::: GIVEN RECORDS

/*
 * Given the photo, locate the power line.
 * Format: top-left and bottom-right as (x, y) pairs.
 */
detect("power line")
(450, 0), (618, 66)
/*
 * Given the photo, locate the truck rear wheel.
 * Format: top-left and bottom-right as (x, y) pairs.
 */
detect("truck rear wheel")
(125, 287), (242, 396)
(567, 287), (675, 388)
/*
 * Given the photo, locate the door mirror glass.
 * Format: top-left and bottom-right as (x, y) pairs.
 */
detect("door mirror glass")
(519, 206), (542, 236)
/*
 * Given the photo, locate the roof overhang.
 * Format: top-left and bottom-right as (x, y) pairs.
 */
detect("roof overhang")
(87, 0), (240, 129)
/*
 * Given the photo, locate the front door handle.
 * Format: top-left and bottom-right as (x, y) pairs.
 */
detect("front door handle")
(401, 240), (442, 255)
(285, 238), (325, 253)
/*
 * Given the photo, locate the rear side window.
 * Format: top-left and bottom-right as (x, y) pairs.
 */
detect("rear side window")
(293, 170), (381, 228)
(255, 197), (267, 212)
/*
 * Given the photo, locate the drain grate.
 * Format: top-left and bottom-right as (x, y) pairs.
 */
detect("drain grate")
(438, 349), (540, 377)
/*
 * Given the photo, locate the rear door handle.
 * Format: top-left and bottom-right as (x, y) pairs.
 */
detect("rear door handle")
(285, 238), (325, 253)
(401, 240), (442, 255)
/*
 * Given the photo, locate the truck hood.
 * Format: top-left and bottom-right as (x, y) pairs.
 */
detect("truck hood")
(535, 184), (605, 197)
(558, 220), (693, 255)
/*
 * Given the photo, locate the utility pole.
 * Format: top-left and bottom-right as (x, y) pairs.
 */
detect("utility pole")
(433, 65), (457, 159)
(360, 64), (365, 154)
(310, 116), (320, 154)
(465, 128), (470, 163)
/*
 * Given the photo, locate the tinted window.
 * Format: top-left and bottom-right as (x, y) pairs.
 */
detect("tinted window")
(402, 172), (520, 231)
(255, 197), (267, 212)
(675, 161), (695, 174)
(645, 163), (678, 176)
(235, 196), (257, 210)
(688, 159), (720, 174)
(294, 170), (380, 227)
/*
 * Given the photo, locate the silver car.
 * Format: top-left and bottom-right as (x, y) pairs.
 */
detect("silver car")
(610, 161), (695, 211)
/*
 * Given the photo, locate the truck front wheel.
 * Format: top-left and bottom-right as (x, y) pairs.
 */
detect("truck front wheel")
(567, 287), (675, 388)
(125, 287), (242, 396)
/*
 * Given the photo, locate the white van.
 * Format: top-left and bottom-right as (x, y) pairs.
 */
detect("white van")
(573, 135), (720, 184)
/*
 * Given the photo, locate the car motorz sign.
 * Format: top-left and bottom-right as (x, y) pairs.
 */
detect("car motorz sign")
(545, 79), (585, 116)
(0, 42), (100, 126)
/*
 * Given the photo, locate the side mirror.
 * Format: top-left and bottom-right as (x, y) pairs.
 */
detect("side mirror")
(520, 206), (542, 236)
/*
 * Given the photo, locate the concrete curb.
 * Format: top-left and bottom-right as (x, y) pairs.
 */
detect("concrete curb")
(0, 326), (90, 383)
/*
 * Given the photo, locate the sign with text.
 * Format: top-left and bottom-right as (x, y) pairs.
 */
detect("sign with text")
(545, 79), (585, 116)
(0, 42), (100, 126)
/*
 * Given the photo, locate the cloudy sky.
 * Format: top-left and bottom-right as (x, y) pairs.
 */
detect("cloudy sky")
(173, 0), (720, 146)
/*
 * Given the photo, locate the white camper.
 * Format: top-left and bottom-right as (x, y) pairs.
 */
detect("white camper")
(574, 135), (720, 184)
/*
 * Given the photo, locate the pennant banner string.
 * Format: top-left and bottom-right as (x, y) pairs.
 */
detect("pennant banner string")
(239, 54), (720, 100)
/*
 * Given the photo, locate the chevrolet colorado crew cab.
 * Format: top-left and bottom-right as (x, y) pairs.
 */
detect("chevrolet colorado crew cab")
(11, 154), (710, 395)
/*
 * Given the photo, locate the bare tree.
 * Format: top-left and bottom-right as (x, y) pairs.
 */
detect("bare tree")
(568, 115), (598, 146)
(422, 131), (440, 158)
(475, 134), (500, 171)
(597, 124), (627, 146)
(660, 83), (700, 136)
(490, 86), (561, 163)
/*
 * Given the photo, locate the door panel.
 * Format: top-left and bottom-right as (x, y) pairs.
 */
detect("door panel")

::::::

PROMPT
Please gather every line from the records above that contains the word "bare", copying each one unchanged.

REPLY
 * Given the photo, locate the bare tree.
detect("bare tree")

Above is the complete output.